- WHAT IS EXPECTED: Repeat the whole listing below, word for word.

- DATA EXTRACT:
########################################

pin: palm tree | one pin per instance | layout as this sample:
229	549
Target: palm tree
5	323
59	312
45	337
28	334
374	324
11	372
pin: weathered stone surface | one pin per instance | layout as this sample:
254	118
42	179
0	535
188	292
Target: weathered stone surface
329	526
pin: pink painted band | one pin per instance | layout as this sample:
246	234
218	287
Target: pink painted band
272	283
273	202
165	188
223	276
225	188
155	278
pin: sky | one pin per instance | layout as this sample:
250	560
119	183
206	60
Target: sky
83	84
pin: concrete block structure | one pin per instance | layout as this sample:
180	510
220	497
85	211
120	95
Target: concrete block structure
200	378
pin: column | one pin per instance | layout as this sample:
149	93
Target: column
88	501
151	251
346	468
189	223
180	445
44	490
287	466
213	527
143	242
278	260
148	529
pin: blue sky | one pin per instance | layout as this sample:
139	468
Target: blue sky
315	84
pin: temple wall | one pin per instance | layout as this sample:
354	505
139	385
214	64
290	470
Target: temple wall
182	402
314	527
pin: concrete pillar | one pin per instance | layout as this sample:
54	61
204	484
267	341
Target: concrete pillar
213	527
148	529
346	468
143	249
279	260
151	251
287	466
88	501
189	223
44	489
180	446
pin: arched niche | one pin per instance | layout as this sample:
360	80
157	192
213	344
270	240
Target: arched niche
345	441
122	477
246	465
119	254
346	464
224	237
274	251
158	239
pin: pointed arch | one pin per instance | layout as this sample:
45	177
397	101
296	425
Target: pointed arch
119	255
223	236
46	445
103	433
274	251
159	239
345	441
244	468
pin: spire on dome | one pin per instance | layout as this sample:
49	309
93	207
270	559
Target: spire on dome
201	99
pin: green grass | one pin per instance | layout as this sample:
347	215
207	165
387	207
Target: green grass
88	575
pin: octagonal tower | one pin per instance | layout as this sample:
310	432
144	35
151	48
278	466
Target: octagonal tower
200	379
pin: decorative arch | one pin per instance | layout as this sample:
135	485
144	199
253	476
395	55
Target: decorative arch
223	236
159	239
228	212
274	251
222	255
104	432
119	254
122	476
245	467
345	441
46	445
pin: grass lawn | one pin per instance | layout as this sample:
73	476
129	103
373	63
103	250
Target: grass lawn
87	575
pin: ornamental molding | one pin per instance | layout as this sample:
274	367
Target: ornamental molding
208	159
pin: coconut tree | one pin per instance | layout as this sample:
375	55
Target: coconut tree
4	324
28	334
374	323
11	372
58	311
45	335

########################################

- THE SOLUTION:
pin: palm tree | one pin per instance | layout as this sample:
229	549
Target: palm tree
5	323
59	312
45	337
28	334
374	324
11	372
pin: weathered stone surface | one pin per instance | layout as this sample:
254	118
42	179
0	535
188	292
Target: weathered stone surface
329	526
pin: pink painted band | one pin per instance | layout as this sample:
246	234
218	287
Target: pink painted band
272	283
273	202
165	188
223	276
225	188
155	278
pin: sky | one pin per instance | layout as this sample:
250	560
119	183
206	60
Target: sky
83	84
pin: concrete block structure | one pin per instance | layout as this sample:
180	510
220	497
85	211
120	95
Target: concrete block structure
200	378
pin: column | one pin per instance | layout as this sample:
149	93
Target: column
88	501
151	251
346	468
189	223
180	445
44	490
287	466
213	527
143	242
278	260
148	529
pin: blue sky | one pin per instance | layout as this sample:
139	468
Target: blue sky
315	84
pin: temple wall | one pin per instance | layout as this sample:
354	505
139	385
214	64
290	470
Target: temple wall
182	402
314	527
pin: concrete pillar | one pin per instance | layout as this sample:
54	61
204	484
267	341
Target: concrete pillar
213	527
148	529
346	468
143	249
279	260
151	251
287	466
88	501
189	223
44	489
180	446
pin: arched niche | one pin per instance | layout as this sample:
360	80
157	192
213	344
270	240
Target: arched niche
345	441
122	477
246	465
119	254
346	464
224	237
274	251
158	239
pin: pointed arch | one pin per instance | layout as this sample:
45	177
397	101
296	425
Target: pointed arch
119	255
223	236
46	445
103	433
274	251
159	239
345	441
244	468
pin: spire on dome | one pin per instance | layout as this sample:
49	309
93	207
270	559
Target: spire on dome
201	99
pin: green grass | one pin per instance | layout as this sample:
347	215
207	165
387	207
Target: green grass
88	575
pin: octagonal tower | one pin per instance | layout as this sample:
310	432
144	35
151	48
278	466
Target: octagonal tower
200	379
pin: decorative arch | one pin per instance | layout as this sample:
135	485
144	199
253	476
395	55
Target: decorative arch
223	236
159	239
228	212
274	251
222	255
104	432
119	254
122	476
245	467
345	441
46	445
pin: grass lawn | one pin per instance | layout as this sample:
73	476
129	103
373	63
103	250
Target: grass lawn
87	575
pin: ornamental molding | one pin per instance | layout as this sample:
274	367
Target: ornamental molding
208	159
pin: coconut tree | one pin per instance | layout as this sample:
375	55
Target: coconut tree
4	324
28	334
374	323
11	372
58	311
45	335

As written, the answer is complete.